Menteri Pendidikan dan Kebudayaan (Mendikbud) Nadiem Makarim mengaku mendapatkan banyak komplain dari guru, murid, dan orang tua terkait pendidikan di masa pandemi covid-19 ini.
Guru tertekan lantaran harus menuntaskan silabus dan kurikulum dalam pembelajaran jarak jauh (PJJ) dan masih sulit beradaptasi. Sementara, tugas bagi para siswa meledak. Orang tua pun stres karena dibebani begitu banyak PR anak yang harus mereka bimbing.
Baca Juga : Perguruan Tinggi dan SMK Semua Zona Boleh Masuk, asal Hanya pada Pembelajaran Praktik
Atas komplain itu, Kementerian Pendidikan dan Kebudayaan (Kemendikbud) menjawabnya dengan mengeluarkan kurikulum darurat. Nadiem menegaskan, kurikulum darurat adalah penyederhanaan kurikulum yang sudah ada, bukan kurikulum baru.
Kurikulum darurat dibuat untuk jenjang SD, SMP, SMA, dan SMK. Dalam kurikulum ini, kompetensi dasar turun 20-40 persen di masing-masing mata pelajaran.
"Jadi, ini benar-benar menjadi ringkas. Peringkasan atau penyederhanaan itu sampai 20 sampai 40 persen dari volume sebelumnya setiap mata pelajaran dan fokus kepada yang esensial saja," kata dia.

Entri yang Diberikan —
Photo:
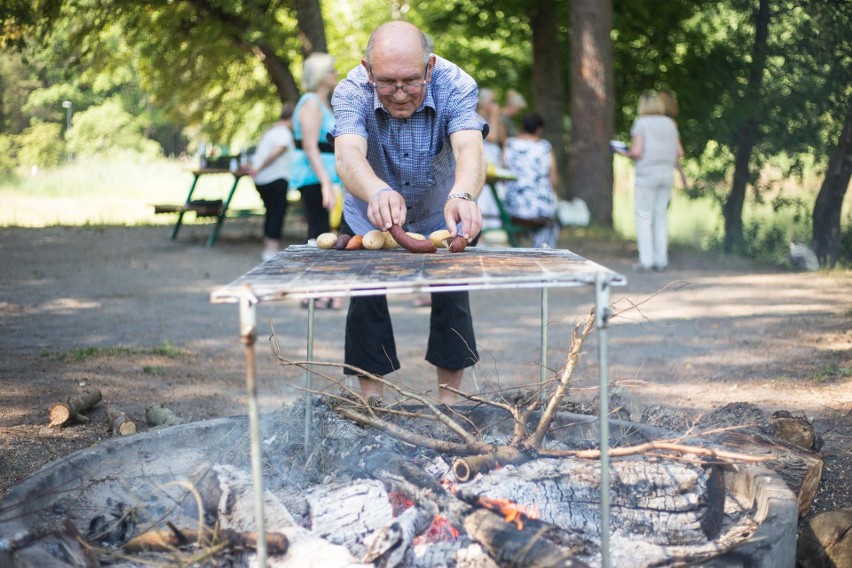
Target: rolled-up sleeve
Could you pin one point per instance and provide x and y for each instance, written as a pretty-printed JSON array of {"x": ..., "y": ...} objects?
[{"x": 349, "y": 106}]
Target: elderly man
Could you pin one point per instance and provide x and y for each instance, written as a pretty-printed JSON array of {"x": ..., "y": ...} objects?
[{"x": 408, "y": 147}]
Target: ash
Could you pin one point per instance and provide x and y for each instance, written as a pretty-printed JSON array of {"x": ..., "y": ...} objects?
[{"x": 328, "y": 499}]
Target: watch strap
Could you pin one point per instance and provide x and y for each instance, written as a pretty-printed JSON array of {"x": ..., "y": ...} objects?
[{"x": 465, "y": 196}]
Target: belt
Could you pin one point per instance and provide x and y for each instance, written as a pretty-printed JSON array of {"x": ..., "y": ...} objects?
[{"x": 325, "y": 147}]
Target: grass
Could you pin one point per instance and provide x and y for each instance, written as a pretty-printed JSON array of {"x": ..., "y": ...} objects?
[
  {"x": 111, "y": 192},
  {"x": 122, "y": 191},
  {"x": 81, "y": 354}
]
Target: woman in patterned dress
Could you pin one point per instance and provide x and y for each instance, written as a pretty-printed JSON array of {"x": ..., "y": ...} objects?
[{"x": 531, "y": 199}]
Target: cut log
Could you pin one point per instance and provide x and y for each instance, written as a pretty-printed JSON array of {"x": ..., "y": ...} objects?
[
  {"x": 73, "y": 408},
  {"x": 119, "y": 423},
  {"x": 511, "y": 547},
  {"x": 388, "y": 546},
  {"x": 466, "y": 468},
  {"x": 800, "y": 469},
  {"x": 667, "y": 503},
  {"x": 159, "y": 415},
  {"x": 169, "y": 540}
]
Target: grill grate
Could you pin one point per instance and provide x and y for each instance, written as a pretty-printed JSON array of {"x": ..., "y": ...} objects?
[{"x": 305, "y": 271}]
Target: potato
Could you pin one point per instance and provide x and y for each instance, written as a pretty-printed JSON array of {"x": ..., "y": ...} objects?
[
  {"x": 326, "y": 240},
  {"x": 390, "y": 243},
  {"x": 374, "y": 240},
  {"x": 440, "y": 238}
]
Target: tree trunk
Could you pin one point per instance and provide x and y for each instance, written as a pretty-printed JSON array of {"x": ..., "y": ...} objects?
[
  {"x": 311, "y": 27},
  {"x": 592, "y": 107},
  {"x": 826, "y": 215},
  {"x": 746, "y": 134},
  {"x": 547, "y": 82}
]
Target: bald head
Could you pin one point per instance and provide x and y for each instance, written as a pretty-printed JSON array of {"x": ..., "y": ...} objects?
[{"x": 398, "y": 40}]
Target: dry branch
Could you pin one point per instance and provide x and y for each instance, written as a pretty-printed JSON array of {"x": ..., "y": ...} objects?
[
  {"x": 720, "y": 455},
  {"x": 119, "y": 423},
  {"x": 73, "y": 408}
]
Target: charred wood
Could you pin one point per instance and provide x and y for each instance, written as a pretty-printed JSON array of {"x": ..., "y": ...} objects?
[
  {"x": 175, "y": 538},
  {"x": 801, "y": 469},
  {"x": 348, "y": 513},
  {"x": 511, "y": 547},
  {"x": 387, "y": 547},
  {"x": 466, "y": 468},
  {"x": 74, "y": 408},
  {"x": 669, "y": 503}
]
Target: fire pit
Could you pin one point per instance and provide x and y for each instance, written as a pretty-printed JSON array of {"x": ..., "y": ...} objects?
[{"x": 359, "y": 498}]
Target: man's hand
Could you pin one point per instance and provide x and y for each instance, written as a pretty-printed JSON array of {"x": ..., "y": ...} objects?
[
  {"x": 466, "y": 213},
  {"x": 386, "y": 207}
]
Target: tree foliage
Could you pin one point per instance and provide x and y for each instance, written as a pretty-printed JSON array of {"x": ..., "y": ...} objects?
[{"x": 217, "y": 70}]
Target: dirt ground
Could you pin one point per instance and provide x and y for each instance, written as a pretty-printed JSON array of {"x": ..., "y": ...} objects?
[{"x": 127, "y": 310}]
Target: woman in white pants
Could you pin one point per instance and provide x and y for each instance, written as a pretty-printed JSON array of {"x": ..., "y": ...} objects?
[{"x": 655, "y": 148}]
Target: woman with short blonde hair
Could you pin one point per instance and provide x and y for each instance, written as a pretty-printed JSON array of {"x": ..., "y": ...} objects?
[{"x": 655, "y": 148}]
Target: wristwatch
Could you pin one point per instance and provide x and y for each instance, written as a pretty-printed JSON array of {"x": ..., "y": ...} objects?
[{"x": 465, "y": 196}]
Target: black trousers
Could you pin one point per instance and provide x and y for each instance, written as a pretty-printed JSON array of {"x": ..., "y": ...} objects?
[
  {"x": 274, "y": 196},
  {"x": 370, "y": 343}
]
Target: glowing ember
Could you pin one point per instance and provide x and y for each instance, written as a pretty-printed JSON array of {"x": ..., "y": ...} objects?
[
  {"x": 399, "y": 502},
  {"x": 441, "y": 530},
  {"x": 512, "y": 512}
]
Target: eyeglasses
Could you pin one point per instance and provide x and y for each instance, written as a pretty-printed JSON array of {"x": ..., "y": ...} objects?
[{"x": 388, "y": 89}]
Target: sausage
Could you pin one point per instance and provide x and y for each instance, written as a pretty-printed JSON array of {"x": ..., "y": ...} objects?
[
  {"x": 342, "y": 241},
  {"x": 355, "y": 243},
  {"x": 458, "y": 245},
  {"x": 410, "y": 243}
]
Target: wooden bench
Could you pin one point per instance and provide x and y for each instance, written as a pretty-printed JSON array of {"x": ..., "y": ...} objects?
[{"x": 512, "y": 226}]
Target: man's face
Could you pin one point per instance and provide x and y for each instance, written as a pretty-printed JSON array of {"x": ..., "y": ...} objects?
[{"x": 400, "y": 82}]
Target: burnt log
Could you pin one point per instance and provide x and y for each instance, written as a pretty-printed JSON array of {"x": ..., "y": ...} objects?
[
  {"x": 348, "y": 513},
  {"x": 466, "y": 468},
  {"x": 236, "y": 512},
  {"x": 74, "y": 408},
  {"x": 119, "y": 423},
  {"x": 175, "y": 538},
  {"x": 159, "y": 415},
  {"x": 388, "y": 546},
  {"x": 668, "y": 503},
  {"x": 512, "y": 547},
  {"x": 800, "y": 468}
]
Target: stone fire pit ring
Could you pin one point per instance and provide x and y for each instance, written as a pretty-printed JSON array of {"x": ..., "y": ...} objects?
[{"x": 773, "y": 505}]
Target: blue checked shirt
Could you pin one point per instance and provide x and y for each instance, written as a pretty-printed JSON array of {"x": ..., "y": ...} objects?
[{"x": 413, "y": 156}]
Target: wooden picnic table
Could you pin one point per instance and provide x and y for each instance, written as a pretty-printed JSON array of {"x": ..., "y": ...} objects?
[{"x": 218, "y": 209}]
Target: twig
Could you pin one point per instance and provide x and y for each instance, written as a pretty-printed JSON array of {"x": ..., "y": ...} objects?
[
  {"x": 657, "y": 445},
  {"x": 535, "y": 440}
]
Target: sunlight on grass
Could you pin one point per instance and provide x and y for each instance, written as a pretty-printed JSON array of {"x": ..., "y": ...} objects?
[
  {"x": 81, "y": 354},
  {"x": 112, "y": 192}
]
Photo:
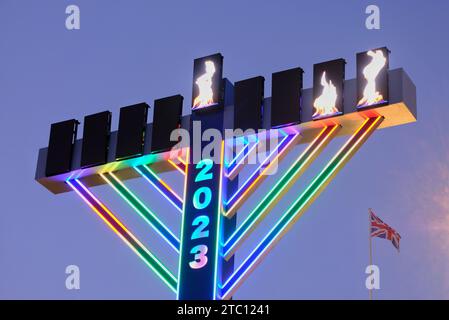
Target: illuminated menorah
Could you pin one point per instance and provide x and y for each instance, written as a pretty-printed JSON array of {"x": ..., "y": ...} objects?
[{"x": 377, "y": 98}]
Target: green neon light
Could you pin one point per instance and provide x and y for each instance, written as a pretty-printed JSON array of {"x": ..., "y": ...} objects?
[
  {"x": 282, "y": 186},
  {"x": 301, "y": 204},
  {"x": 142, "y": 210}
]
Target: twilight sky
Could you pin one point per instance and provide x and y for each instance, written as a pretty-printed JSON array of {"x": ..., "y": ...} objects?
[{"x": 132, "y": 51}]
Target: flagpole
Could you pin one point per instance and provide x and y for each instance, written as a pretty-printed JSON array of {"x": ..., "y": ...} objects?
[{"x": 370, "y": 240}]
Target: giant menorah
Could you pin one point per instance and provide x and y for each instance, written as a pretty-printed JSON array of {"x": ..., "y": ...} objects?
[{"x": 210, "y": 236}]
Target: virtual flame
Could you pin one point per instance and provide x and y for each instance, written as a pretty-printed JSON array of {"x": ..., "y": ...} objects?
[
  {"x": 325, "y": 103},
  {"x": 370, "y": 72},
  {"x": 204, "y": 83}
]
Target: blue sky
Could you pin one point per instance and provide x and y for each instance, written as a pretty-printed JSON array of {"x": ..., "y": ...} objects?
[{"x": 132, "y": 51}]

==

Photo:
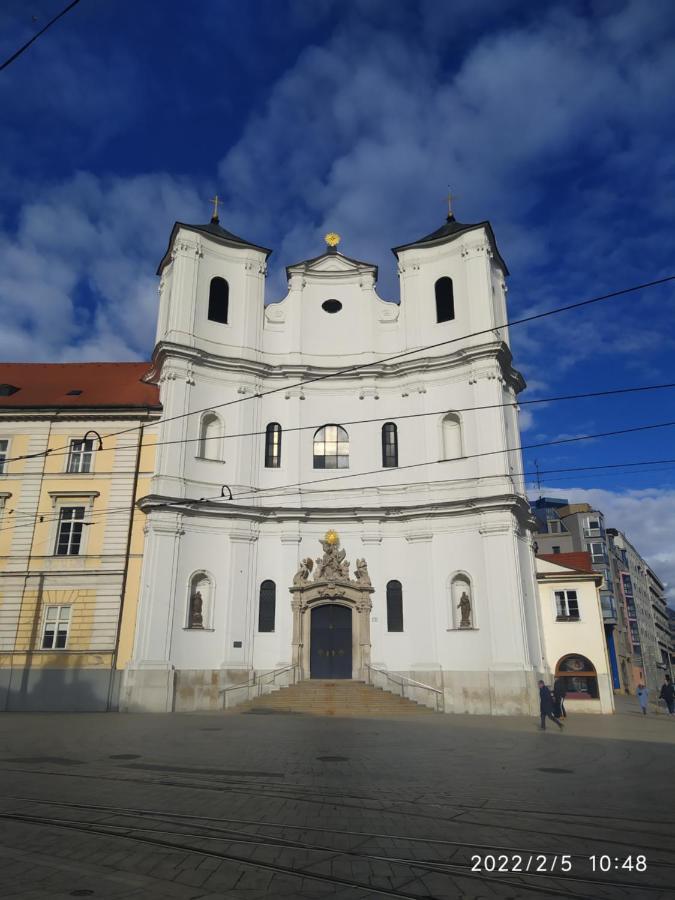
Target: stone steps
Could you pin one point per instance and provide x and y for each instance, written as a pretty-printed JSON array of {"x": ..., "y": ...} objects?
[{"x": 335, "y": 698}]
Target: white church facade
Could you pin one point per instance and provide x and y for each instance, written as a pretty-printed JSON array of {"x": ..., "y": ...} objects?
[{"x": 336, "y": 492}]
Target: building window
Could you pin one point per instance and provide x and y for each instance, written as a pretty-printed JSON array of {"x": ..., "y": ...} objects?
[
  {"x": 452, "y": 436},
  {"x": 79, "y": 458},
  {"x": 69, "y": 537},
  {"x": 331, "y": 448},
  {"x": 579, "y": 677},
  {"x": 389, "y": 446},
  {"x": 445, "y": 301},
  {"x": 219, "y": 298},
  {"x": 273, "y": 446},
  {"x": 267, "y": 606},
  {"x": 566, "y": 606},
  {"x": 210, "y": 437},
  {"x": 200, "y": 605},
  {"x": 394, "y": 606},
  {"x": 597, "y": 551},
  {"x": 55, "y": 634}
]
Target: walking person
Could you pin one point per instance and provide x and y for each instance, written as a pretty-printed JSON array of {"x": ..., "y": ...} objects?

Kegiatan —
a – Menurut kutipan, berapa besar penurunan kompetensi dasar di tiap mata pelajaran dalam kurikulum darurat?
b – Kembalikan bagian kutipan yang dimulai dengan "Menteri Pendidikan dan" dan berlanjut sampai "bukan kurikulum baru.", tanpa mengubah satu kata pun.

Kunci Jawaban —
a – Kompetensi dasar turun 20-40 persen di masing-masing mata pelajaran.

b –
Menteri Pendidikan dan Kebudayaan (Mendikbud) Nadiem Makarim mengaku mendapatkan banyak komplain dari guru, murid, dan orang tua terkait pendidikan di masa pandemi covid-19 ini.
Guru tertekan lantaran harus menuntaskan silabus dan kurikulum dalam pembelajaran jarak jauh (PJJ) dan masih sulit beradaptasi. Sementara, tugas bagi para siswa meledak. Orang tua pun stres karena dibebani begitu banyak PR anak yang harus mereka bimbing.
Baca Juga : Perguruan Tinggi dan SMK Semua Zona Boleh Masuk, asal Hanya pada Pembelajaran Praktik
Atas komplain itu, Kementerian Pendidikan dan Kebudayaan (Kemendikbud) menjawabnya dengan mengeluarkan kurikulum darurat. Nadiem menegaskan, kurikulum darurat adalah penyederhanaan kurikulum yang sudah ada, bukan kurikulum baru.